How many lines of the items below contain the word "dark"? Case counts; reply with the number only.
►
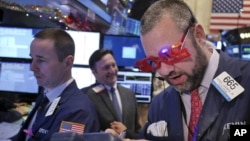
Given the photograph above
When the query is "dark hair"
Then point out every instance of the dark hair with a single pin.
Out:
(97, 56)
(63, 43)
(178, 10)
◄
- **Answer to this task**:
2